■ **ESERCIZIO BREVE 1**
Rispondi alle domande seguenti in base all'articolo.
(a) In quale anno la Francia ha inaugurato ad Abu Dhabi la sua prima base navale permanente nel Golfo Persico?
(b) Quanti soldati emiratini sono stati uccisi nell'attacco degli Houthi del 4 settembre 2015 vicino a Marib?
(c) Quanti iraniani risiedono a Dubai, secondo l'articolo?

■ **ARTICOLO**
.....

Durante la guerra del 1990-91, Abu Dhabi si è schierata con gli Usa e il Kuwait contro l’Iraq di Saddam Hussein e, da quel momento, ospita sul proprio territorio basi e truppe statunitensi. In particolar modo il porto di Jebel Ali, nei pressi di Dubai, è l’unico nella regione a raggiungere una tale profondità da permettere l’attracco delle portaerei. È anche il porto straniero più usato dagli Usa. Proprio negli Emirati, ad Abu Dhabi, anche la Francia ha inaugurato nel 2009 la sua prima base navale permanente nel Golfo Persico. Nel marzo del 2011, in seguito alle rivolte che hanno interessato il regime del Bahrain, gli Uae, insieme all’Arabia Saudita, hanno inviato proprie truppe sotto l’egida del Gcc a sostegno della famiglia reale bahrainita. Inoltre, dal 2014 gli Emirati sono direttamente impegnati nelle campagne aeree contro lo Stato islamico in Siria, mentre dal luglio del 2015 hanno dispiegato proprie truppe in Yemen, nell’ambito della coalizione a guida saudita contro i ribelli Houthi. Il 4 settembre del 2015, nell’ambito delle operazioni in Yemen, gli Houthi hanno attaccato una base utilizzata dai soldati emiratini nei pressi di Marib, uccidendone 45 (oltre ad altri 10 soldati sauditi e 5 del Bahrain) e causando la peggior perdita militare in un giorno solo nella storia del paese.
Le relazioni tra i paesi arabi del Golfo Persico e la Repubblica islamica dell’Iran sono generalmente tese a causa di divergenze politiche, religiose e strategiche che affondano le proprie radici nella rivoluzione iraniana del 1979. Se l’atteggiamento da Guerra fredda è stato una costante nel rapporto tra Arabia Saudita e Iran, altrettanto non può dirsi dei rapporti tra Teheran e gli Emirati, soprattutto Dubai. Sebbene le relazioni bilaterali siano state contrassegnate in passato da una forte tensione politica, soprattutto in merito alle isole contese nello Stretto di Hormuz e al programma nucleare iraniano, lo sblocco dell’accordo nel 2015 contribuirà quasi certamente al rilancio dei rapporti commerciali e di investimenti con Teheran. Già immediatamente dopo un primo accordo ad interim sul nucleare iraniano, del novembre 2013, i due paesi avevano intrapreso la strada della distensione nel tentativo di aprire un nuovo corso diplomatico. Un tentativo che ha riscontrato un certo successo con la visita nel dicembre 2013 negli Uae del ministro degli esteri iraniano Mohammad Javad Zarif. Durante l’incontro Zarif e il suo omologo emiratino, Abdullah bin Zayed al-Nahyan, hanno avanzato una duplice proposta volta a risolvere le controversie riguardanti le contese territoriali e a migliorare i rapporti politico-commerciali tra i due paesi. Gli Uae, infatti, sono tra i maggiori esportatori verso l’Iran, tanto da contare per il 10% delle importazioni iraniane totali e da rendere Teheran il quarto partner per le esportazioni. Al contempo, Teheran ha forti interessi economici e finanziari negli Uae. La federazione ha anche un ruolo nelle reimportazioni verso l’Iran da paesi terzi, altrimenti ostacolate dalle sanzioni internazionali. Con il progressivo allentamento delle sanzioni, si stima che l’economia emiratina possa giovare dei rinnovati rapporti finanziari e commerciali con l’Iran, al punto da far crescere l’economia di un ulteriore 1% annuo fino al 2018, secondo quanto stimato dal Fondo monetario internazionale. L’emirato più interessato dalle relazioni con l’Iran è Dubai, dove risiedono circa 400.000 iraniani ed è un tradizionale hub commerciale per la Repubblica islamica. Oltre a essere criticate dai maggiori attori arabi del Golfo e dagli Usa, le relazioni economiche tra Dubai e Iran creano divergenze anche all’interno degli Uae con l’altro emirato più importante, quello di Abu Dhabi.

.....

■ **DATI DI ORIGINE**
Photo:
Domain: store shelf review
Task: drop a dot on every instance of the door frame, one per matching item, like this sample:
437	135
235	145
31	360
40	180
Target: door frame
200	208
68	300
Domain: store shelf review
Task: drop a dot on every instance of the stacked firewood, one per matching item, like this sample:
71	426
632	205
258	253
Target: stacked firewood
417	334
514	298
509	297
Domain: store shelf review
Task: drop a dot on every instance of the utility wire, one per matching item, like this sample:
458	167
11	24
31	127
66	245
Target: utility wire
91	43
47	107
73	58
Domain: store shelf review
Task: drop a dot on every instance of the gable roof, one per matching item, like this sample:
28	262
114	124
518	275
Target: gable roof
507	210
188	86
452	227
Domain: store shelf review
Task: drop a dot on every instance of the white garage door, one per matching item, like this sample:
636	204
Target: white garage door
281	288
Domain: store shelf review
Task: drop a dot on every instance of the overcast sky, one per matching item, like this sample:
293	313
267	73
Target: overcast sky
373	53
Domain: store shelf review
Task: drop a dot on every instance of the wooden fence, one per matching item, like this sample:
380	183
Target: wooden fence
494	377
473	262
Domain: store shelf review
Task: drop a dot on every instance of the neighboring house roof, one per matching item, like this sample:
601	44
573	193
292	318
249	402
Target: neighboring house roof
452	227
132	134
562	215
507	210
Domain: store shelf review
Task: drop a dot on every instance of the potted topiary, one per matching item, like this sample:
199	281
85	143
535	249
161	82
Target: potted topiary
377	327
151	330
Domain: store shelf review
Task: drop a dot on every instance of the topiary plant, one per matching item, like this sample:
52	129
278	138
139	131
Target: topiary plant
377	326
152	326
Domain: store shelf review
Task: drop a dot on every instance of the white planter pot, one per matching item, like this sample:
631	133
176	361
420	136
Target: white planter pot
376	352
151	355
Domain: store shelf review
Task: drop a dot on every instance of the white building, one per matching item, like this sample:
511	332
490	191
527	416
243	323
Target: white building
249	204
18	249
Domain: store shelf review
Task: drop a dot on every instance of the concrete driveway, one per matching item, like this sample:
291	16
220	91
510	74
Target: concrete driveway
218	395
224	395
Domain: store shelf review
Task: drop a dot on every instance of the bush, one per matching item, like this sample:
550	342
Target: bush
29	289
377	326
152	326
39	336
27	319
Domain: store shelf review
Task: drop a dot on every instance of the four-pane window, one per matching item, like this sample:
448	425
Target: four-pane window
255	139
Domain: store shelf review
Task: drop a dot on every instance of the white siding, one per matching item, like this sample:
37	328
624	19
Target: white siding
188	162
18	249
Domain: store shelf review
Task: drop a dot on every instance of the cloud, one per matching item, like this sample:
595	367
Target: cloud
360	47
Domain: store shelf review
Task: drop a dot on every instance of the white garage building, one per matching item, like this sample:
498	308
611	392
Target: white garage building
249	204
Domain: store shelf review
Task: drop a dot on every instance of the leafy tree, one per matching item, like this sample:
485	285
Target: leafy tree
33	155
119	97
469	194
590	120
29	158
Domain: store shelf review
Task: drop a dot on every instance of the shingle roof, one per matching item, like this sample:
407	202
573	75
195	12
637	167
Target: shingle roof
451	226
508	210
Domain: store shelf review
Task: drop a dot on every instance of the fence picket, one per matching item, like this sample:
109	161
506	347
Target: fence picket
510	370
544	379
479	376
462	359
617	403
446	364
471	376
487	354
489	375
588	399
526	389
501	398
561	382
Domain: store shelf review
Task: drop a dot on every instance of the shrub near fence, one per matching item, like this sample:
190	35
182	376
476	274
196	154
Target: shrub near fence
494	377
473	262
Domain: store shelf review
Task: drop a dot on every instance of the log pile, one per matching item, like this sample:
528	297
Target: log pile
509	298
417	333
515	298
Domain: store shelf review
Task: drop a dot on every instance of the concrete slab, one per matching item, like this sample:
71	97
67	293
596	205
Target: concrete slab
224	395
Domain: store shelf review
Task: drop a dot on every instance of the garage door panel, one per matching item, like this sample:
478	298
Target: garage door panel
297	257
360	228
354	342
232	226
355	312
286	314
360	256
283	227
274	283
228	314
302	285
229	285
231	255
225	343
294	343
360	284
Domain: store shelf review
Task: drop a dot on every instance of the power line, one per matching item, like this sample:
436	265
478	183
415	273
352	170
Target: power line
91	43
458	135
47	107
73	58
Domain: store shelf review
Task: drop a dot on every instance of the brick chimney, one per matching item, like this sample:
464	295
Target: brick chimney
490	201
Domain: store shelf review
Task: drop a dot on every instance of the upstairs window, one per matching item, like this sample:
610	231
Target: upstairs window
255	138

.....

■ **ESERCIZIO BREVE 2**
Trova nei record ogni riga che contiene la parola "chimney" e riportala. Maiuscole e minuscole contano.

■ **RISPOSTA 1**
(a) Nel 2009.
(b) 45.
(c) Circa 400.000.

■ **RISPOSTA 2**
Task: drop a dot on every instance of the brick chimney, one per matching item, like this sample:
Target: brick chimney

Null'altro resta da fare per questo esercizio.